TASK BRIEF: Convert every line of the records below into a Markdown table with the columns "Row" and "Line," numbering the rows in order and skipping blank lines. Omit the pictures.

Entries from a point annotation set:
▼

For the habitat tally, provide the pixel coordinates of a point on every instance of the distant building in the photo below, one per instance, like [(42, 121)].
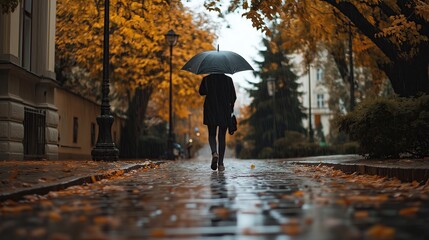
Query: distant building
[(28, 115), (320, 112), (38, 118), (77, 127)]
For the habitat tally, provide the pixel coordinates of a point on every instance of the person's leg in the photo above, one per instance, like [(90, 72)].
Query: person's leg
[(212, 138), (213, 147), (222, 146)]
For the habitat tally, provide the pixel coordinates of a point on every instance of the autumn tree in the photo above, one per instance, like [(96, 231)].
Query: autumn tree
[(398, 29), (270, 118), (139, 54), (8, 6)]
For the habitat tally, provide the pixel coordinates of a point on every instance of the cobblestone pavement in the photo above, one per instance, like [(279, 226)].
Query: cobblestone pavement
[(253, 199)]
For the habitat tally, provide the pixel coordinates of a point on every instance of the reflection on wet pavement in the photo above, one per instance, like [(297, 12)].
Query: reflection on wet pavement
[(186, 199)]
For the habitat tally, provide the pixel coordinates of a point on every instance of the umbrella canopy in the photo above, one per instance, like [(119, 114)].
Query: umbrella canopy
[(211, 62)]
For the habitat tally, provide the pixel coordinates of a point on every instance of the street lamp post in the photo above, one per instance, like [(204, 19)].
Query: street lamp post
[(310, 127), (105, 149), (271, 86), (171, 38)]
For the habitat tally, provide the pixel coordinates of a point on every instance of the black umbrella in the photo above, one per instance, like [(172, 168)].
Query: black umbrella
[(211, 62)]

▲

THE COMPLETED TASK:
| Row | Line |
|---|---|
| 1 | For the habitat tally, provide the pixel coordinates of a point on every instance of the distant building in the photo below, one per instance, like [(42, 121)]. |
| 2 | Query: distant building |
| 3 | [(28, 115), (320, 112), (38, 118), (77, 127)] |
| 4 | For the habitat tally, provide the pixel coordinates of a point on every instance of the person's leg in the photo above, one per instance, like [(90, 72)]. |
| 5 | Query: person's leg |
| 6 | [(212, 138), (213, 147), (222, 146)] |
| 7 | For the habitat tally, provide the pixel coordinates of a point on every instance of the autumn tree in the photo above, one per instance, like [(96, 231)]. |
| 8 | Query: autumn tree |
| 9 | [(398, 29), (270, 118), (139, 54), (8, 6)] |
| 10 | For the habitat tally, provide the pixel coordinates of a point on every instance of the cobblestone pavement in the photo above, one per instance, like [(279, 226)]. |
| 11 | Query: cobblestone pavement |
| 12 | [(253, 199)] |
| 13 | For the habitat tally, provide the pixel coordinates of a point on every instance of the reflection on wet pavement in the photo above, one per instance, like [(297, 12)]. |
| 14 | Query: reflection on wet pavement |
| 15 | [(186, 199)] |
| 16 | For the habitat tally, provide the pixel coordinates of a point on every instance of the umbrella canopy in the photo above, one per instance, like [(119, 114)]. |
| 17 | Query: umbrella canopy |
| 18 | [(211, 62)] |
| 19 | For the habitat tally, provide the pixel coordinates of a point on every instance of the street lamp post in the photo above, one per instance, like [(204, 19)]. |
| 20 | Query: street lamp post |
| 21 | [(310, 127), (105, 149), (271, 86), (171, 38)] |
| 22 | For the habitat tally, provide the pixel coordinates of a point on every instance of the black umbrella in the photo above, one per instance, like [(172, 168)]. |
| 23 | Query: black umbrella |
| 24 | [(211, 62)] |